------ DATA LINES
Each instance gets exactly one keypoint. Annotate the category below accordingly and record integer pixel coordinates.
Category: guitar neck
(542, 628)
------------
------ DATA LINES
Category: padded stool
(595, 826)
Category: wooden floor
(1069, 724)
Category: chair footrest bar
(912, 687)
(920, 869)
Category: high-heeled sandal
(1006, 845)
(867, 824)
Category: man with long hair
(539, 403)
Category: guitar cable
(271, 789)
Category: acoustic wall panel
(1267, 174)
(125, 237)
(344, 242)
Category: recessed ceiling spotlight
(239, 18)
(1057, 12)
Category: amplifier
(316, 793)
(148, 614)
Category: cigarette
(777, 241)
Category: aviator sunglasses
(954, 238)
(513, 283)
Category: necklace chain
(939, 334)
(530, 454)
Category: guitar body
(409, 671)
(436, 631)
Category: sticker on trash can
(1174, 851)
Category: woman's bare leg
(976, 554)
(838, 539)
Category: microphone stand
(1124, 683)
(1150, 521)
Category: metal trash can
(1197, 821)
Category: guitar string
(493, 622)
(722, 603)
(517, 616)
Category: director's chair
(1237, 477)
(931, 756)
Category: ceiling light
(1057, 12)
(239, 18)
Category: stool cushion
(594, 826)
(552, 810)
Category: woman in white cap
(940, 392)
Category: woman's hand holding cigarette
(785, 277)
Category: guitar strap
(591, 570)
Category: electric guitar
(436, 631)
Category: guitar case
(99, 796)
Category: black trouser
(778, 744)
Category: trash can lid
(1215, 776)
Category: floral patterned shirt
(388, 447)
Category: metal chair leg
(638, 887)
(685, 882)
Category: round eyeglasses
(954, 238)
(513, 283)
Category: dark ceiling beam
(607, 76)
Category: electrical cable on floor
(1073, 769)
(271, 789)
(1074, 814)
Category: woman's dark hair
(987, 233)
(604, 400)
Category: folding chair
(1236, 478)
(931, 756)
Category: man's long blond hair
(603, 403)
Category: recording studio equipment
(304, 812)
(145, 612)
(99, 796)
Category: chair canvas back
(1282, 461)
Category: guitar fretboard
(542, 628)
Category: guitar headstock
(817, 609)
------------
▶ [WHAT IS NEEDED]: Rescale the data above from the line containing "Category: cigarette" down to the line containing "(1174, 851)", both included, writing out every line in that span again. Multiply each point coordinate by 2.3 and round it to a whole number, rounding halves up, while leaving the category lines unchanged.

▶ [RESULT OF THE EXERCISE]:
Category: cigarette
(1787, 554)
Category: aviator sunglasses
(2194, 547)
(1180, 651)
Category: necklace chain
(2160, 768)
(1219, 1044)
Category: guitar body
(941, 1543)
(1003, 1451)
Category: sticker on trash can
(2700, 1957)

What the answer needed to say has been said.